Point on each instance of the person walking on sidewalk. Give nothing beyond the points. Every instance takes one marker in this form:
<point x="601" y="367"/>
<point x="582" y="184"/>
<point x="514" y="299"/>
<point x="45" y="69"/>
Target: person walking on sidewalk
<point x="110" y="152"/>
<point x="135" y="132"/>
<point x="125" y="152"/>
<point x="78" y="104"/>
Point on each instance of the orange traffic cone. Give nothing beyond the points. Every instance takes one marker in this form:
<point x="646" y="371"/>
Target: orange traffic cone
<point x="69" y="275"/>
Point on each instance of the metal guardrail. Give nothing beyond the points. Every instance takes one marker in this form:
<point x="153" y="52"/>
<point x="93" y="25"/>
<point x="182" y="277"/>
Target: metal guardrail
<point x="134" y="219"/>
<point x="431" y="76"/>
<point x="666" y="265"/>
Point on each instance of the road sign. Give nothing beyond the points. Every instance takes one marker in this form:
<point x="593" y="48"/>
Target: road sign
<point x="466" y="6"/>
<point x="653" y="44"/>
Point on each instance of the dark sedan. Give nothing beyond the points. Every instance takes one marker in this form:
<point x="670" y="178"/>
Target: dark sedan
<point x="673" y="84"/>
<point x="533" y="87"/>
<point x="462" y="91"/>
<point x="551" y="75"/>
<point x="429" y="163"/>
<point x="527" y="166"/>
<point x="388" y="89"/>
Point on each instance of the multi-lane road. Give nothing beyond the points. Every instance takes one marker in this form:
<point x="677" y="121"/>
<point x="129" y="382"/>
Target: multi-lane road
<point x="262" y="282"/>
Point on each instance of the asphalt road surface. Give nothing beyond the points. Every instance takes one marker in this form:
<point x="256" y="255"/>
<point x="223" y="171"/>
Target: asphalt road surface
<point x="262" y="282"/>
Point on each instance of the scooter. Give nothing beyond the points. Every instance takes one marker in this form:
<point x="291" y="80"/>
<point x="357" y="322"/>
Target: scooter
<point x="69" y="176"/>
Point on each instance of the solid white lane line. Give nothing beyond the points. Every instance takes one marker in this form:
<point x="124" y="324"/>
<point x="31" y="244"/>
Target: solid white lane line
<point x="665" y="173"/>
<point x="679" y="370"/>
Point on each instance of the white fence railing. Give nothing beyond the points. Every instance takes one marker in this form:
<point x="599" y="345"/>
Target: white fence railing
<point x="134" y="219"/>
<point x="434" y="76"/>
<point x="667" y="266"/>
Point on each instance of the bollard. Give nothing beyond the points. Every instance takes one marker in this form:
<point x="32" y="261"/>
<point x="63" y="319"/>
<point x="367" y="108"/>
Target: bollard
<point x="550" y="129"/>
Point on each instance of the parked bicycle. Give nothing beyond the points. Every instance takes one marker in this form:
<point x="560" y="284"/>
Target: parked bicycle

◆ AIM OF THE EXERCISE
Please restate the records word for word. Go from the first line to the line with "Point on each instance of the metal" and include both.

◆ RESULT OF THIS EXERCISE
Point on each instance of the person walking on sidewalk. Give nothing beyond the points. Every instance takes one marker in this form:
<point x="601" y="367"/>
<point x="582" y="184"/>
<point x="514" y="299"/>
<point x="45" y="69"/>
Target: person walking on sidewalk
<point x="110" y="152"/>
<point x="135" y="132"/>
<point x="125" y="152"/>
<point x="78" y="104"/>
Point on each instance of the orange traffic cone. Give nothing beyond the points. Every instance takes one marker in this form:
<point x="646" y="371"/>
Target: orange traffic cone
<point x="69" y="275"/>
Point on each instance of the metal guardrail. Give nothing beyond the points. Every instance takes one marker in this form:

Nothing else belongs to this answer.